§ **Activity**: Out of the data below, copy every line with the string "tire".

§ **Records**:
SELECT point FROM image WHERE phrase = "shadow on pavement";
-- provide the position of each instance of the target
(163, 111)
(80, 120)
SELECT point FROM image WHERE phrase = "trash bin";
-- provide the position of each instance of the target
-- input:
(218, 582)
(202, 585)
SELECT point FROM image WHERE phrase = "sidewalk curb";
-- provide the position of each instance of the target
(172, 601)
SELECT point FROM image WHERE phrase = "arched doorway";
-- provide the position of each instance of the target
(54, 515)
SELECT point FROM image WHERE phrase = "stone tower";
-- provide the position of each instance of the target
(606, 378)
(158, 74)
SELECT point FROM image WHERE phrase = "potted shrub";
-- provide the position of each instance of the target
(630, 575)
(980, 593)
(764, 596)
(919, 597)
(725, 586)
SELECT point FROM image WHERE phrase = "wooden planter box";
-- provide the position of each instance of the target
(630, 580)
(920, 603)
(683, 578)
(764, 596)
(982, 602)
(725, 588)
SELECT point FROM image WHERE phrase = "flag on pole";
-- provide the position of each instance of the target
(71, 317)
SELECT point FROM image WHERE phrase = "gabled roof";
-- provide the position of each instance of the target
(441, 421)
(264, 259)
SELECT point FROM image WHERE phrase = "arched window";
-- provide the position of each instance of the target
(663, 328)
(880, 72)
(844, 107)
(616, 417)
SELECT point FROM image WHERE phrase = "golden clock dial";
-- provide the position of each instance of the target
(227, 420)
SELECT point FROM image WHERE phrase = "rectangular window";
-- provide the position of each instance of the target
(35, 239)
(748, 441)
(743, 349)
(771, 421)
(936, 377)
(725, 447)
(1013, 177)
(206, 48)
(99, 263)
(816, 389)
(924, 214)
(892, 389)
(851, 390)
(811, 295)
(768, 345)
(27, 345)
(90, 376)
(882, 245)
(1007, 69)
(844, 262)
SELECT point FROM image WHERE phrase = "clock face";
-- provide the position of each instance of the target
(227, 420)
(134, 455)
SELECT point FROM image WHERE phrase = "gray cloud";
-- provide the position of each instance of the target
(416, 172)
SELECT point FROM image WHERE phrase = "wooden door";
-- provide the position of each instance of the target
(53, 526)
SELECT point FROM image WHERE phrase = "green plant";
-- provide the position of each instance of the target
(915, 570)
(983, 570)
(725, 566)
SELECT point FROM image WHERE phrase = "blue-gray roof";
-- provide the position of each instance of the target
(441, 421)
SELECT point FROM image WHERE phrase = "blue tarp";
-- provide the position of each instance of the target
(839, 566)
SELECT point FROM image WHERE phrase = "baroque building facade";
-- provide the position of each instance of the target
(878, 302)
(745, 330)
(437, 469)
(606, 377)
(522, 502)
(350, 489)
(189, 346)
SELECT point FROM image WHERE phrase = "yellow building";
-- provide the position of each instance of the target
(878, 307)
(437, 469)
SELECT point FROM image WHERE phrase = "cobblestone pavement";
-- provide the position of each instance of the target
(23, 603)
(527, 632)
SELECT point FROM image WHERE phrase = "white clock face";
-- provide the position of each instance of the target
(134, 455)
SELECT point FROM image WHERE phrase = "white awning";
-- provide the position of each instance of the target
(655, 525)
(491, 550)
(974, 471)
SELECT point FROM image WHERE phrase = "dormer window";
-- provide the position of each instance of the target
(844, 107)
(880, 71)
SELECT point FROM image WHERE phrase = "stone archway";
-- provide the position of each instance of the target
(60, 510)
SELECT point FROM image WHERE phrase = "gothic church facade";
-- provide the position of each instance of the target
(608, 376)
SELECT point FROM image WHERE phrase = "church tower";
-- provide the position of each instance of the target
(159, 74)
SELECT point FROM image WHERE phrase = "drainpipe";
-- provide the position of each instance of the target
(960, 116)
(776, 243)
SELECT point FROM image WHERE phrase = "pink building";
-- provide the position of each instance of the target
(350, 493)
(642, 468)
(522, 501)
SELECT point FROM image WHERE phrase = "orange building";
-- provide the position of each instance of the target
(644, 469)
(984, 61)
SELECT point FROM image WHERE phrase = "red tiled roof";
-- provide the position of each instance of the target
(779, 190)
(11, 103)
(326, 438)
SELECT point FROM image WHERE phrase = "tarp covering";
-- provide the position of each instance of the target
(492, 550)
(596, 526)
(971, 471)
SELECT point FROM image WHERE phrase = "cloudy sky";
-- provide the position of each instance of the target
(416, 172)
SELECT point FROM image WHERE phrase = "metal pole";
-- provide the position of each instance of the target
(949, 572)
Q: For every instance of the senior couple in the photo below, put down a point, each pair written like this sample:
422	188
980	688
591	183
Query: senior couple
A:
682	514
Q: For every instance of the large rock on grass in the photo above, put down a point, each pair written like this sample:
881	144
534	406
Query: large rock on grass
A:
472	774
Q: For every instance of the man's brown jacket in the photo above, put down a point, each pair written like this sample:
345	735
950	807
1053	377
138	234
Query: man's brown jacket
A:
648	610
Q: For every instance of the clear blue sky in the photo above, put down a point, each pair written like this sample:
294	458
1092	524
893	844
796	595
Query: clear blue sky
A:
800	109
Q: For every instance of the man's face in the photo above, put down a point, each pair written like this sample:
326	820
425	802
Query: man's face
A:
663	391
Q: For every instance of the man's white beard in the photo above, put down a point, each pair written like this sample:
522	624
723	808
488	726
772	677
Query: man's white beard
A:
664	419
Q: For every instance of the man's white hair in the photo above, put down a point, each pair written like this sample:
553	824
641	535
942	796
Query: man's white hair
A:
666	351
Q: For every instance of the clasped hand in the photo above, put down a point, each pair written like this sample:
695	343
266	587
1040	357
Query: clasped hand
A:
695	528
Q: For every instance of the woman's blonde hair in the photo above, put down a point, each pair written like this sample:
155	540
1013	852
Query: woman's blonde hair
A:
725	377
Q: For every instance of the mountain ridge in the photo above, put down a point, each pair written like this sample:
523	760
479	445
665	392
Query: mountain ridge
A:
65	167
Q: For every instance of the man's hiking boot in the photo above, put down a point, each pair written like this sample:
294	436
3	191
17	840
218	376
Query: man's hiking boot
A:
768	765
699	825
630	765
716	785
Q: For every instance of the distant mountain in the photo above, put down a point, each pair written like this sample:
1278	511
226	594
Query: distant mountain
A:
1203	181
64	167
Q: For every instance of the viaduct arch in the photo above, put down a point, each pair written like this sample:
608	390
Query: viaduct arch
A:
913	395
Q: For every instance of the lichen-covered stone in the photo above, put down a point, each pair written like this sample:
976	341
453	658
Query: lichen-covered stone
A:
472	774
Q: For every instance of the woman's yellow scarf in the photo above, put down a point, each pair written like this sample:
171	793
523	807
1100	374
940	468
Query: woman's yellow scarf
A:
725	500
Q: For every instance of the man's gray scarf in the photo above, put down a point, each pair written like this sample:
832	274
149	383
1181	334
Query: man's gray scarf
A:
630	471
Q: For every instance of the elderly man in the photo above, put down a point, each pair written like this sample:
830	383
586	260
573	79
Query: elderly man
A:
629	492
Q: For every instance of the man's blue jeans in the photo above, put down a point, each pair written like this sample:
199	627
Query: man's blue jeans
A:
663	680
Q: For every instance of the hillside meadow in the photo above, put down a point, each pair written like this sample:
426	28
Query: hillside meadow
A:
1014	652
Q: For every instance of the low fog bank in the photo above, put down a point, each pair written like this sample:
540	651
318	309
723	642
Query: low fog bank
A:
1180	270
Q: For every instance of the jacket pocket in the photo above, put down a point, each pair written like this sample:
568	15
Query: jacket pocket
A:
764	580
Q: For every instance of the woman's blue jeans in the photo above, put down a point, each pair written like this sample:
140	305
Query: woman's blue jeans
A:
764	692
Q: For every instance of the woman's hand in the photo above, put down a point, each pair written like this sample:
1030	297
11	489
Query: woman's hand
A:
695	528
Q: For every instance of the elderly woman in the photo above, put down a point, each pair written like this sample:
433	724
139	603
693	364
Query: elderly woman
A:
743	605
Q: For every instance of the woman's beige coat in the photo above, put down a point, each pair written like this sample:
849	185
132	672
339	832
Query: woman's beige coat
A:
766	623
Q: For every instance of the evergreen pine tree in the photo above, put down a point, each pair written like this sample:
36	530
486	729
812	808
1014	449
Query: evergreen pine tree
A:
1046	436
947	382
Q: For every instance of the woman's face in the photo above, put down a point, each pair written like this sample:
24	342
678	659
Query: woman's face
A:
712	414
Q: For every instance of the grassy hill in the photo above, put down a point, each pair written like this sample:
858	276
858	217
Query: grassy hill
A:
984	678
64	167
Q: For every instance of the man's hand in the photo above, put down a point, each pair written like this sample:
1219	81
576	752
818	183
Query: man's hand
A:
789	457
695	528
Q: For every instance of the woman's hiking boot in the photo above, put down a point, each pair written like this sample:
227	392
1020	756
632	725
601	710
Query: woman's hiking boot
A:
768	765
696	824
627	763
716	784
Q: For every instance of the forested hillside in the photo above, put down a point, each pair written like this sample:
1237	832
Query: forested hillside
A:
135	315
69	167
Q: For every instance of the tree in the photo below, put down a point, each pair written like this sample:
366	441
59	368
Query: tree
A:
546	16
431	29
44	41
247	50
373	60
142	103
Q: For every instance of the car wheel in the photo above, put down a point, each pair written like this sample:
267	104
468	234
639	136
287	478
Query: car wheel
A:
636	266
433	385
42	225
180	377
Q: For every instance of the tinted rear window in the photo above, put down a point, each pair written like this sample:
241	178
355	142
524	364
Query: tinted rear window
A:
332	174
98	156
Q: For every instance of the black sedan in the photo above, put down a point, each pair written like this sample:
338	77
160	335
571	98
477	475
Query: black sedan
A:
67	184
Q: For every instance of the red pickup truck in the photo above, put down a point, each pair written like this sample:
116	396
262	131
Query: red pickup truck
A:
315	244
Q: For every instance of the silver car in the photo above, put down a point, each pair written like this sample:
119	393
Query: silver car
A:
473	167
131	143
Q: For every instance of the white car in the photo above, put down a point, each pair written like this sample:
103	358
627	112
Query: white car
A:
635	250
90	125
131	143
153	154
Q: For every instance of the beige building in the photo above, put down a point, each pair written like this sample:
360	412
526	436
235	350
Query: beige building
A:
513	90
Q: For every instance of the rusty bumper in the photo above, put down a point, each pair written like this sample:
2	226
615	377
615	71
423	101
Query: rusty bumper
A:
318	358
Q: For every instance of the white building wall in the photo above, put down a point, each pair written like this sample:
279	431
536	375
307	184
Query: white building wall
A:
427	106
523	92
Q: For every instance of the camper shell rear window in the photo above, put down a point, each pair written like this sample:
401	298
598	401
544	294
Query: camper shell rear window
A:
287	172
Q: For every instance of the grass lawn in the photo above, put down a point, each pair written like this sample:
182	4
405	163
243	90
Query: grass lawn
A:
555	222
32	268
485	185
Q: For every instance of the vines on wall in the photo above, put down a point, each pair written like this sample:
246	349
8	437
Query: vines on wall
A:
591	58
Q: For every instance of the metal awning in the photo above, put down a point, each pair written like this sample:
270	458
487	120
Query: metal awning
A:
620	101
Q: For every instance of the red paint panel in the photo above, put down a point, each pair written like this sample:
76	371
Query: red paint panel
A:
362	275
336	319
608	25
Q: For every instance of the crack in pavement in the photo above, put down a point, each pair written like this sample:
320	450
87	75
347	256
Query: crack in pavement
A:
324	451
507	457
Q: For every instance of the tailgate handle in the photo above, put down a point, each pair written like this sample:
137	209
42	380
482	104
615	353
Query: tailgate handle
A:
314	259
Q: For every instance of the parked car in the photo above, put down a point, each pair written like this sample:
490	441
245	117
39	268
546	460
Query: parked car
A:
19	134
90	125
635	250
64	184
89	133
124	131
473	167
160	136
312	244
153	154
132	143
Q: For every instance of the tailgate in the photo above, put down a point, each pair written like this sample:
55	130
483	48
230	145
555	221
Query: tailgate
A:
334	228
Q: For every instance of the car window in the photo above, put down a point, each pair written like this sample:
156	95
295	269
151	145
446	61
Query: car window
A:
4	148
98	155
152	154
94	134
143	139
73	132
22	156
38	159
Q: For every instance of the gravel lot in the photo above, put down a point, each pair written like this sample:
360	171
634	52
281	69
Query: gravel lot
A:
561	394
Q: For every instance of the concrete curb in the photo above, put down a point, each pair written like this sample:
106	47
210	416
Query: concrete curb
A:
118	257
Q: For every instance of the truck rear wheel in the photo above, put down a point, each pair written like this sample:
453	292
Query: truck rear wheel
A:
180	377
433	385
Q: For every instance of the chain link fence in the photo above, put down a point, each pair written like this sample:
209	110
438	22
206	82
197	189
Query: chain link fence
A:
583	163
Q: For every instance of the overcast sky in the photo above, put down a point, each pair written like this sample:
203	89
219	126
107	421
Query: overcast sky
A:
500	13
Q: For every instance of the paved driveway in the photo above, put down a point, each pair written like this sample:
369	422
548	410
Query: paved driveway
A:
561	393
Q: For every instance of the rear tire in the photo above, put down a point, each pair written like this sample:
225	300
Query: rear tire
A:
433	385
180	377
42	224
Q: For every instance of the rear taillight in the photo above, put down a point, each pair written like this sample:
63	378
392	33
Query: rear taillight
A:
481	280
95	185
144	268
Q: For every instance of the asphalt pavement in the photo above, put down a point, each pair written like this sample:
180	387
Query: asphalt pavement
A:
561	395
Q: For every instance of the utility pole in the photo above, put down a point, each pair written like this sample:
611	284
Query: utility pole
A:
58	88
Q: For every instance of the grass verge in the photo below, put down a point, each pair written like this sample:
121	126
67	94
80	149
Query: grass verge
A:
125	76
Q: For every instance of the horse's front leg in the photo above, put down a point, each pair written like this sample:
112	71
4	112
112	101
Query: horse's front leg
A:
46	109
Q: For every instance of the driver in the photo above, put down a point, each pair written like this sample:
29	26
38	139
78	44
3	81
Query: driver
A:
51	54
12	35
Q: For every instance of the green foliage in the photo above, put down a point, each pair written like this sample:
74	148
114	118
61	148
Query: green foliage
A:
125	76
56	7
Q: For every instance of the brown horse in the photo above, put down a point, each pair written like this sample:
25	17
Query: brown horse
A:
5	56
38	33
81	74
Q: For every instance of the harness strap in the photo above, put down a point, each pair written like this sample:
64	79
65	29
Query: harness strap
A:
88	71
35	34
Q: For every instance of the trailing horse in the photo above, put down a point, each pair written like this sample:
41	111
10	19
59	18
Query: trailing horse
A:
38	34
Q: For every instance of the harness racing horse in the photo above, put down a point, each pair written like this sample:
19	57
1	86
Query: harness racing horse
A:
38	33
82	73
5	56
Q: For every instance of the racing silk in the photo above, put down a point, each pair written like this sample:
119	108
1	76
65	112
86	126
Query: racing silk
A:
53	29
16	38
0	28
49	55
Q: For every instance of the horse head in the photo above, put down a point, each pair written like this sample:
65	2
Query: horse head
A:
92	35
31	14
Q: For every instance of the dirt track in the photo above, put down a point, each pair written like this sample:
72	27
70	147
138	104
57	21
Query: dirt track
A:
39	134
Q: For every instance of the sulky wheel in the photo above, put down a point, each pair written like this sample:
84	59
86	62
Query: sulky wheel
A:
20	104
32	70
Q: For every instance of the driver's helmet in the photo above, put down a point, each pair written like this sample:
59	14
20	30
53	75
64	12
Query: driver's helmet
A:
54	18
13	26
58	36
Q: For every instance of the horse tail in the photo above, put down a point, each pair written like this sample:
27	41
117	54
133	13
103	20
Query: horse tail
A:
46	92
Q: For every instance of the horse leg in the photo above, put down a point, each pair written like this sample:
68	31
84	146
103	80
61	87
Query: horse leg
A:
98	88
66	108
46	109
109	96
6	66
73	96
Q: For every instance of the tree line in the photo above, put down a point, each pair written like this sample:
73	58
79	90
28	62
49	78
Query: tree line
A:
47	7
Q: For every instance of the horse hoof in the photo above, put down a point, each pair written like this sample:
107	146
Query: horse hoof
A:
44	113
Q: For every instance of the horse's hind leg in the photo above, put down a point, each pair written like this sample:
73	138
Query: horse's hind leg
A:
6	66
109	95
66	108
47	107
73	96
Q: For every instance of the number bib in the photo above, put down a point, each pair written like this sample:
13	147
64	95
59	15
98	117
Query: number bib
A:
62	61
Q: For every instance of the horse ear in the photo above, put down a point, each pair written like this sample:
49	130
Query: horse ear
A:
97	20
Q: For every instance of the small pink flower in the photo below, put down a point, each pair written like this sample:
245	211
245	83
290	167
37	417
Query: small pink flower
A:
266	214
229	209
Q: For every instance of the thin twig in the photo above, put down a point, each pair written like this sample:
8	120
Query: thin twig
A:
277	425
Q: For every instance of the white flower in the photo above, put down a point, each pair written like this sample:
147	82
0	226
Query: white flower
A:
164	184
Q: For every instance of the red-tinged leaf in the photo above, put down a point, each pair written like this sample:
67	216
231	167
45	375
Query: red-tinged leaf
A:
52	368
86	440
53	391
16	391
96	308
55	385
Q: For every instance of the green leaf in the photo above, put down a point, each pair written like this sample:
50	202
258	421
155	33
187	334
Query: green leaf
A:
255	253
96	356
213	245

§ **Reply**:
Q: For every instance of the rear tire in the photo above, put down a point, each pair written like this sample:
Query: rear tire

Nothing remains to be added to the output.